ÜBUNGSTEXT —
------------------------------------
Weitere Demos folgten in den Jahren 1985, 1994, also unregelmäßig, ehe im Millennium-Jahr der Ansturm in Stuttgart so groß war, dass der CSD von da an jährlich samt Parade, wie man damals sagte, gefeiert wurde. Den Veranstaltern heute gefällt das Wort Parade nicht, sie sagen Demonstration. Es gehe nicht um Party, betonen sie immer wieder, sondern um politische Forderungen.
1994 hatte es OB Manfred Rommel abgelehnt, Schirmherr des CSD zu werden. „Die Frage der Zuneigung“ sei „eine Privatsache“, erklärte er damals. In den Stuttgarter Nachrichten stand über den Protest der Schwulen und Lesben: „An der Kronprinzstraße versammelte sich ein buntes Völkchen. Einige hatten sich als Nonnen verkleidet, die Kondome warfen. Wilde Tänze zur Musik von Boy George. Mit Sicherheitsabstand verfolgten neugierige Passanten das Schauspiel.“
Große Angst vor Aids
Mit dabei war die Aids-Hilfe, die 1985 in Stuttgart gegründet wurde. Der 5. Juni 1981 gilt als der Tag, an dem Aids bekannt wurde. An diesem Tag berichteten Wissenschaftler im Report der US-Gesundheitsbehörde von fünf jungen homosexuellen Männern, die an einer extrem seltenen Art der Lungenentzündung litten. Im April 1983 erschien ein Faltblatt der Szene-Zeitung „Schwulst“ in Stuttgart, das sich mit der mysteriösen Krankheit beschäftigte. Darin hieß es: „Auf Grund der Art des Auftretens der Krankheit schließt man einen virusähnlichen Erreger nicht aus. Hauptsächlich sind homosexuelle Männer betroffen, die viele Partner hatten.“
Auf Einladung von Buchhändler Thomas Ott trafen sich im Oktober 1984 etwa 25 Personen im Liberalen Zentrum. „Damals war das Ausmaß der Aids-Krise noch nicht klar“, schrieb Ott später im „Rainbow“, dem Magazin der Aids-Hilfe, „wir konnten aber spüren, wie Boulevard-Blätter Aids als Aufhänger nutzten, um schwules Leben zu diffamieren.“ Bei dem Treffen beschloss man, ein Beratungstelefon einzurichten. Die Angst war allgegenwärtig. Etliche Anrufer hatten Symptome wie geschwollene Lymphknoten bei sich festgestellt und glaubten, an Aids erkrankt zu sein. Es herrschten bizarre Ansichten über die Ansteckungsgefahren.
------------------------------------
VORGEGEBENES MATERIAL —

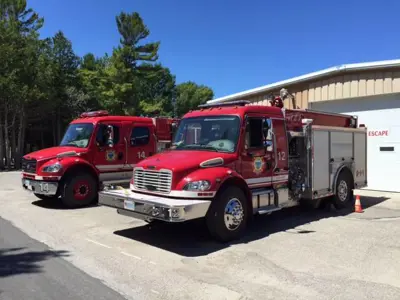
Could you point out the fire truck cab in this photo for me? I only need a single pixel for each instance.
(232, 160)
(96, 149)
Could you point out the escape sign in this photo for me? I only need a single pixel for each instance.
(378, 133)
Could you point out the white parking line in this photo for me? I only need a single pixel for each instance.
(131, 255)
(97, 243)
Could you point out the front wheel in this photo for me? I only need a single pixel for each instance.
(227, 216)
(79, 190)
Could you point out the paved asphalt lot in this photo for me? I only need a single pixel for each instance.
(296, 254)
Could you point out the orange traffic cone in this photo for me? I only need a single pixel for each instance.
(357, 206)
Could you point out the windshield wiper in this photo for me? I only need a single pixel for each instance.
(201, 146)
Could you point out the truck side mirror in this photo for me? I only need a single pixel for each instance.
(110, 136)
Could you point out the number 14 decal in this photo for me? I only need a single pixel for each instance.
(141, 155)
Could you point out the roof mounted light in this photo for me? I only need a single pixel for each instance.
(97, 113)
(231, 103)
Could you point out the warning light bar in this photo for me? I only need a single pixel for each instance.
(97, 113)
(231, 103)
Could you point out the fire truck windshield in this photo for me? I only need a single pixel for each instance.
(77, 135)
(208, 133)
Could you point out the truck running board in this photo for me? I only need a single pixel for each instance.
(264, 201)
(268, 209)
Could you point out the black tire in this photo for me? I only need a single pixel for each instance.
(46, 197)
(215, 218)
(79, 190)
(344, 190)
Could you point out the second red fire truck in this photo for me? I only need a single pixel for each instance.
(97, 148)
(230, 161)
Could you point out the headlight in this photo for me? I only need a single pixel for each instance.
(52, 168)
(201, 185)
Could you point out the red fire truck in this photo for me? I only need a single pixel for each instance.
(97, 148)
(246, 160)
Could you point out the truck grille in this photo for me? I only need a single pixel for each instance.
(29, 165)
(153, 180)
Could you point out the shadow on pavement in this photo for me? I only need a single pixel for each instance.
(191, 239)
(57, 204)
(14, 261)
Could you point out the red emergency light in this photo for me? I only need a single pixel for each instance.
(97, 113)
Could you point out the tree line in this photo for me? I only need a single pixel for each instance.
(44, 84)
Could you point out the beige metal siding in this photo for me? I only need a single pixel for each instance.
(338, 87)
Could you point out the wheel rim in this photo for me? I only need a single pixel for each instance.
(81, 190)
(342, 191)
(233, 214)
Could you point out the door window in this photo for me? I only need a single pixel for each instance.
(140, 136)
(259, 134)
(102, 134)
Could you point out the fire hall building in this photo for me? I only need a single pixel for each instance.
(370, 91)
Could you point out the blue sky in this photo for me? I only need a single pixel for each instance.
(232, 45)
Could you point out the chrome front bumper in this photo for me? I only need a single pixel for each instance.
(48, 188)
(146, 207)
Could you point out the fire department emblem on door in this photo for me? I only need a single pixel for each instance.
(258, 165)
(110, 155)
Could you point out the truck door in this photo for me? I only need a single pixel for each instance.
(142, 142)
(257, 154)
(105, 158)
(280, 140)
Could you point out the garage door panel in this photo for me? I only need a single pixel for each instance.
(381, 115)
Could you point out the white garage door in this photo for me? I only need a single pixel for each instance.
(381, 116)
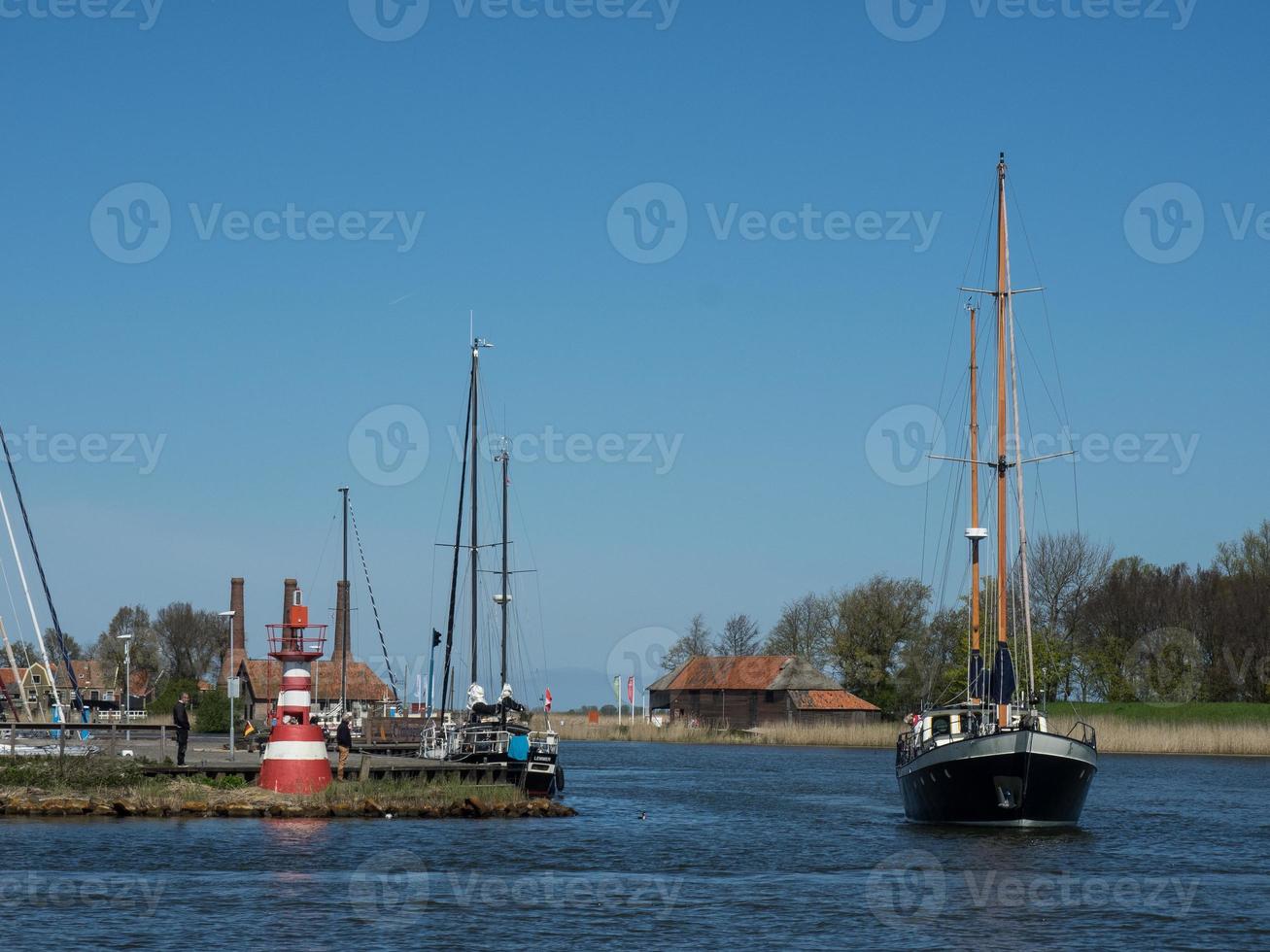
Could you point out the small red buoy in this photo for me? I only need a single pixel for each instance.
(294, 760)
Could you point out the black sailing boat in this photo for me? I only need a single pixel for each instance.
(489, 733)
(993, 760)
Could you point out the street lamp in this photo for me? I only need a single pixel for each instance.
(127, 684)
(230, 681)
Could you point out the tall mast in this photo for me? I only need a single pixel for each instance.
(478, 343)
(1002, 466)
(1022, 520)
(976, 534)
(504, 595)
(343, 646)
(474, 452)
(454, 571)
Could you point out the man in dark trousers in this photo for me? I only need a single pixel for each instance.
(181, 721)
(343, 743)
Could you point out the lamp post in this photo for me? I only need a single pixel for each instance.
(228, 678)
(127, 684)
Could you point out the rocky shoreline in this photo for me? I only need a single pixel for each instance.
(238, 803)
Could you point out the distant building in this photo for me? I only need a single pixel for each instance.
(261, 679)
(755, 691)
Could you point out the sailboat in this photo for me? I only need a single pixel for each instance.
(492, 733)
(993, 758)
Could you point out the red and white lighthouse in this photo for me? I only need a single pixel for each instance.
(294, 760)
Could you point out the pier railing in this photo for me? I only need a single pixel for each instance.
(108, 733)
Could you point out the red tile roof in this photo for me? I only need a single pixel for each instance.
(745, 673)
(363, 684)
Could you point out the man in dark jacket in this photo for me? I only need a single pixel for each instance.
(181, 721)
(343, 743)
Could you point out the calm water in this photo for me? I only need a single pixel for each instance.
(741, 845)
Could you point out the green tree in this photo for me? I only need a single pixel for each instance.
(110, 649)
(212, 712)
(190, 641)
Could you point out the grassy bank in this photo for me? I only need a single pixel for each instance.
(116, 787)
(1117, 732)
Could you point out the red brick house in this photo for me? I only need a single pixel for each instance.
(756, 690)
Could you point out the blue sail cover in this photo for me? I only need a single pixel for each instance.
(976, 681)
(1001, 682)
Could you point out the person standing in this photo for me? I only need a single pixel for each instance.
(343, 744)
(181, 721)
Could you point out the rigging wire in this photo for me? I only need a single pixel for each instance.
(375, 608)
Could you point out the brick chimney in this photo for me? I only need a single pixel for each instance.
(289, 592)
(238, 637)
(340, 645)
(239, 624)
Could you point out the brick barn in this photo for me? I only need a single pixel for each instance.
(755, 691)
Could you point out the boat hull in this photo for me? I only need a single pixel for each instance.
(1013, 778)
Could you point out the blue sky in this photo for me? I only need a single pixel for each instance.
(761, 349)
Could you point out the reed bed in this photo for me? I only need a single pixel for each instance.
(1116, 735)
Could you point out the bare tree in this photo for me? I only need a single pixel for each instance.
(694, 644)
(872, 622)
(108, 650)
(804, 629)
(739, 636)
(1066, 570)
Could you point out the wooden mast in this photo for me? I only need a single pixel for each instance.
(1002, 466)
(976, 655)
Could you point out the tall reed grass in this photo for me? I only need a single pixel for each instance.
(1116, 735)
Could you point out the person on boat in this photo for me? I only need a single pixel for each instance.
(476, 703)
(343, 743)
(507, 702)
(181, 721)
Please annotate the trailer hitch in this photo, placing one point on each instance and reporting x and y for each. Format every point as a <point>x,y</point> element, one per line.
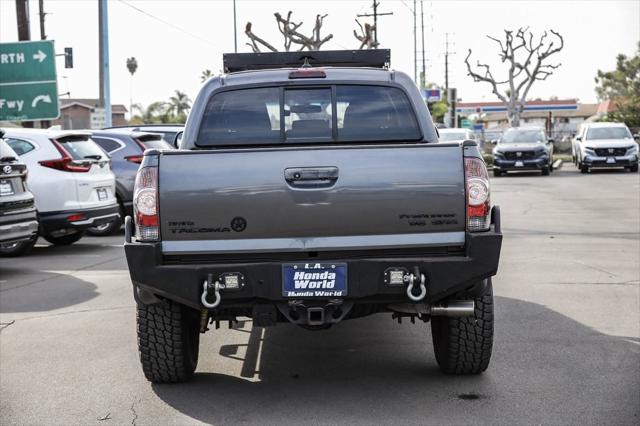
<point>208,286</point>
<point>416,279</point>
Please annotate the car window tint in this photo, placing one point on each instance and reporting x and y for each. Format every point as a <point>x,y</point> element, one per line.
<point>307,114</point>
<point>108,145</point>
<point>81,147</point>
<point>374,113</point>
<point>248,116</point>
<point>20,146</point>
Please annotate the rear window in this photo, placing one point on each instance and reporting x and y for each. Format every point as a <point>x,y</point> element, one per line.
<point>262,116</point>
<point>81,148</point>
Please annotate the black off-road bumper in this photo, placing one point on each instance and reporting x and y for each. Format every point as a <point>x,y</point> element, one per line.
<point>448,271</point>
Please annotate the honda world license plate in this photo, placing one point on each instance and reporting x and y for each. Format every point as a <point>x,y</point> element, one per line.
<point>102,194</point>
<point>314,280</point>
<point>6,188</point>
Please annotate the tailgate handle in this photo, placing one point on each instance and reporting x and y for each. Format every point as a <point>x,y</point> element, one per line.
<point>311,176</point>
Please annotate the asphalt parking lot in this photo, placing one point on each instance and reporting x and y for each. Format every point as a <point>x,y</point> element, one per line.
<point>567,348</point>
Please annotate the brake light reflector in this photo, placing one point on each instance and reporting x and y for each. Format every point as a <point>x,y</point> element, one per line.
<point>66,163</point>
<point>145,204</point>
<point>478,194</point>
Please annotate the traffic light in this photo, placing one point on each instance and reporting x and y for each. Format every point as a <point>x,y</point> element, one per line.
<point>68,57</point>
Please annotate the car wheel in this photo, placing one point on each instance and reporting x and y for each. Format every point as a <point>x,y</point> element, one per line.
<point>18,249</point>
<point>168,341</point>
<point>464,345</point>
<point>64,240</point>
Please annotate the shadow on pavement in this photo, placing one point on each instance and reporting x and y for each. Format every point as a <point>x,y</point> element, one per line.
<point>53,292</point>
<point>546,368</point>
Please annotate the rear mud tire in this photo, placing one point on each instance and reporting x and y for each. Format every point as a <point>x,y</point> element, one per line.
<point>65,240</point>
<point>463,345</point>
<point>168,341</point>
<point>18,249</point>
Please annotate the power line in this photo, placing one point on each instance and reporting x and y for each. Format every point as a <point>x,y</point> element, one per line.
<point>167,23</point>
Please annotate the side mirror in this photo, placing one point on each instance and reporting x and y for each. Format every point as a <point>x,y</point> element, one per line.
<point>177,139</point>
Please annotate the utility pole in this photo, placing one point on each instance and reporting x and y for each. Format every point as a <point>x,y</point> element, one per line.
<point>43,36</point>
<point>22,15</point>
<point>415,44</point>
<point>375,15</point>
<point>424,71</point>
<point>447,52</point>
<point>103,39</point>
<point>235,32</point>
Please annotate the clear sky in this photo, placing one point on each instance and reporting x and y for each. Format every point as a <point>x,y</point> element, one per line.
<point>174,41</point>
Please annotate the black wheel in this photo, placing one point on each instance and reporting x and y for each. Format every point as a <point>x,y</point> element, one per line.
<point>19,248</point>
<point>108,228</point>
<point>168,341</point>
<point>64,240</point>
<point>463,345</point>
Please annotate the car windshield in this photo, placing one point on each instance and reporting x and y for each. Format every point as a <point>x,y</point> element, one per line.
<point>523,136</point>
<point>452,136</point>
<point>608,133</point>
<point>259,116</point>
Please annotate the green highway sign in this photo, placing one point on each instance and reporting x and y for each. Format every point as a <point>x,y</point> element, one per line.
<point>28,83</point>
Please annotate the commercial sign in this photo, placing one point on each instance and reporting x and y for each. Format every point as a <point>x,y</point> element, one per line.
<point>28,83</point>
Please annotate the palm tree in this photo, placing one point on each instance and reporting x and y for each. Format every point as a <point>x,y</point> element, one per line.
<point>206,75</point>
<point>179,104</point>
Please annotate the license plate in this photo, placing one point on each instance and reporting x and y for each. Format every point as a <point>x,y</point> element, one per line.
<point>314,280</point>
<point>102,194</point>
<point>6,188</point>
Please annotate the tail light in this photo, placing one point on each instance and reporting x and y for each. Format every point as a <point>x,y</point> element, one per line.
<point>134,158</point>
<point>66,163</point>
<point>478,191</point>
<point>145,204</point>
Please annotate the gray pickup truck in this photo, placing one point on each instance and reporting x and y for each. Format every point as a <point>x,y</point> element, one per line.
<point>310,188</point>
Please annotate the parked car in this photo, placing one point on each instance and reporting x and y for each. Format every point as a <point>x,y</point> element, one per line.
<point>311,196</point>
<point>70,178</point>
<point>18,219</point>
<point>605,145</point>
<point>168,131</point>
<point>521,149</point>
<point>125,148</point>
<point>455,135</point>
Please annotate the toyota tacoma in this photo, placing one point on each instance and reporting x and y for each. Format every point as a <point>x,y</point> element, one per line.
<point>310,188</point>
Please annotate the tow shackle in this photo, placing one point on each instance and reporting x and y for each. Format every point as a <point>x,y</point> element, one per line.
<point>205,292</point>
<point>413,281</point>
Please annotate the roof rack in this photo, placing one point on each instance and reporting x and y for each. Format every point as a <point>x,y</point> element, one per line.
<point>373,58</point>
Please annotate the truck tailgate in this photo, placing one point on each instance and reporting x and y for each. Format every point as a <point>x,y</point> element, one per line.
<point>310,198</point>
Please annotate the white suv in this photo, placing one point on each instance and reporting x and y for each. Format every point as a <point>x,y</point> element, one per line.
<point>605,145</point>
<point>71,179</point>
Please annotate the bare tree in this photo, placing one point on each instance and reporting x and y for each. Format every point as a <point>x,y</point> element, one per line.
<point>289,31</point>
<point>525,59</point>
<point>367,36</point>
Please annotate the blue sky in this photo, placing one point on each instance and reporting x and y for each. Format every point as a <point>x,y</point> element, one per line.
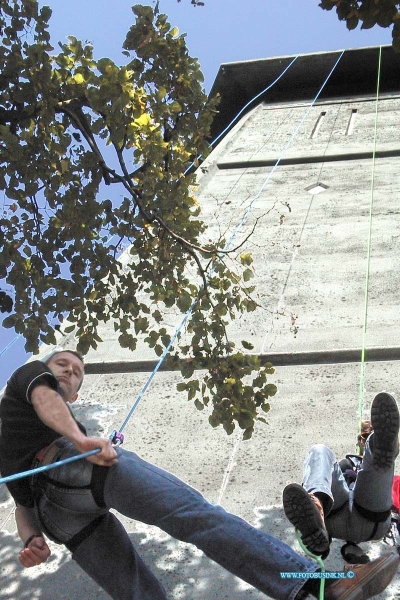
<point>247,29</point>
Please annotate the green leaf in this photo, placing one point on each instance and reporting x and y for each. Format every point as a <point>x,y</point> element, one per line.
<point>9,322</point>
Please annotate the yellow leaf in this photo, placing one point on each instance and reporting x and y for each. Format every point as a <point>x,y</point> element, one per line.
<point>161,93</point>
<point>64,165</point>
<point>143,120</point>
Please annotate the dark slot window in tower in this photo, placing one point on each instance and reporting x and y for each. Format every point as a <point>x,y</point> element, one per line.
<point>352,119</point>
<point>318,124</point>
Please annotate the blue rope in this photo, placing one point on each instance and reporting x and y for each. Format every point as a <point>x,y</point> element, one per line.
<point>48,467</point>
<point>187,315</point>
<point>10,344</point>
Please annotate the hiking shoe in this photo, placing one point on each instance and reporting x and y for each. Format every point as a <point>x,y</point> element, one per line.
<point>305,512</point>
<point>385,423</point>
<point>364,581</point>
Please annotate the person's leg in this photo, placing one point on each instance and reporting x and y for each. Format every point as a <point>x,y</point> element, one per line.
<point>308,506</point>
<point>110,559</point>
<point>322,474</point>
<point>146,493</point>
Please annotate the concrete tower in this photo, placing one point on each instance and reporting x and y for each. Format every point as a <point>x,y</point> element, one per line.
<point>312,165</point>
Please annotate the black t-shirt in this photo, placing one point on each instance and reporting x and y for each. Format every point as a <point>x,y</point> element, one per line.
<point>22,433</point>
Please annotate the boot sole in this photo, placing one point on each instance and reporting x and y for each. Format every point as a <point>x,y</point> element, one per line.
<point>301,512</point>
<point>371,584</point>
<point>385,423</point>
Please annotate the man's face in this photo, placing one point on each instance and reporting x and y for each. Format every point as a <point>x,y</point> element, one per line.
<point>68,370</point>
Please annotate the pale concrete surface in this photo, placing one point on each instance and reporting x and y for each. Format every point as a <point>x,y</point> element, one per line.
<point>309,265</point>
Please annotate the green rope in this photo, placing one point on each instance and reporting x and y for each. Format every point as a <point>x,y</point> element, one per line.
<point>319,561</point>
<point>362,374</point>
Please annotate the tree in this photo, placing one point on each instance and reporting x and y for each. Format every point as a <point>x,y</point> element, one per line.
<point>370,13</point>
<point>72,129</point>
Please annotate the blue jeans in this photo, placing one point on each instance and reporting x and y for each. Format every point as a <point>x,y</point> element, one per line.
<point>372,491</point>
<point>143,492</point>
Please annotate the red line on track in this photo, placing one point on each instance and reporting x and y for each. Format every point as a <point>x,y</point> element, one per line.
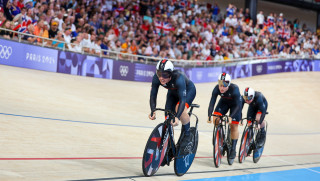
------------------------------------
ANLEITUNG —
Stimmen die folgenden Aussagen mit dem Übungstext überein? Antworte jeweils mit Ja oder Nein und zitiere wörtlich die Stelle, die den Ausschlag gibt.
1. Die Aids-Hilfe wurde 1985 in Stuttgart gegründet.
2. Manfred Rommel übernahm 1994 die Schirmherrschaft des CSD.
3. Beim Treffen im Oktober 1984 wurde beschlossen, ein Beratungstelefon einzurichten.

LÖSUNG —
1. Ja: „Mit dabei war die Aids-Hilfe, die 1985 in Stuttgart gegründet wurde.“
2. Nein: „1994 hatte es OB Manfred Rommel abgelehnt, Schirmherr des CSD zu werden.“
3. Ja: „Bei dem Treffen beschloss man, ein Beratungstelefon einzurichten.“